# [Reading text]
Subpart B--Independent Living Services
Sec. 1329.10 Authorized use of funds for Independent Living Services.
(a) The State:
(1) May use funds received under this part to support the SILC
resource plan described in section 705(e) of the Act but may not use
more than 30 percent of the funds unless an approved SPIL so specifies
pursuant to Sec. 1329.15(c);
(2) May retain funds under section 704(c)(5) of the Act; and
(3) Shall distribute the remainder of the funds received under this
part in a manner consistent with the approved State plan for the
activities described in paragraph (b) of this section.
(b) The State may use the remainder of the funds described in
paragraph (a)(3) of this section to--
(1) Provide to individuals with significant disabilities the
independent living (IL) services required by section 704(e) of the Act,
particularly those in unserved areas of the State;
(2) Demonstrate ways to expand and improve IL services;
(3) Support the operation of Centers for Independent Living
(Centers) that are in compliance with the standards and assurances in
section 725 (b) and (c) of the Act;
(4) Support activities to increase the capacities of public or
nonprofit agencies and organizations and other entities to develop
comprehensive approaches or systems for providing IL services;
(5) Conduct studies and analyses, gather information, develop model
policies and procedures, and present information, approaches,
strategies, findings, conclusions, and recommendations to Federal,
State, and local policy makers in order to enhance IL services for
individuals with significant disabilities;
(6) Train individuals with disabilities and individuals providing
services to individuals with disabilities, and other persons regarding
the IL philosophy; and
(7) Provide outreach to populations that are unserved or
underserved by programs under title VII of the Act, including minority
groups and urban and rural populations.
Sec. 1329.11 DSE eligibility and application.
(a) Any designated State entity (DSE) identified by the State and
included in the signed SPIL pursuant to section 704(c) is eligible to
apply for assistance under this part in accordance with section 704 of
the Act, 29 U.S.C. 796c.

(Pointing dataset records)
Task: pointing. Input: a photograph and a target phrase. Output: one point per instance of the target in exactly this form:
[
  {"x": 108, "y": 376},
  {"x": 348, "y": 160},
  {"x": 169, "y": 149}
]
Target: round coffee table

# [Stated task]
List the seven uses the regulation text permits for the remainder of the funds under paragraph (b), giving each as a short phrase. The material has no connection to the regulation text.

# [Output]
1. Provide IL services to individuals with significant disabilities, particularly in unserved areas of the State
2. Demonstrate ways to expand and improve IL services
3. Support the operation of Centers for Independent Living that comply with section 725 (b) and (c) of the Act
4. Support activities to increase the capacities of agencies, organizations and other entities to develop comprehensive approaches or systems for providing IL services
5. Conduct studies and analyses, gather information, develop model policies and procedures, and present findings and recommendations to policy makers
6. Train individuals with disabilities, those providing services to them, and other persons regarding the IL philosophy
7. Provide outreach to populations unserved or underserved by programs under title VII of the Act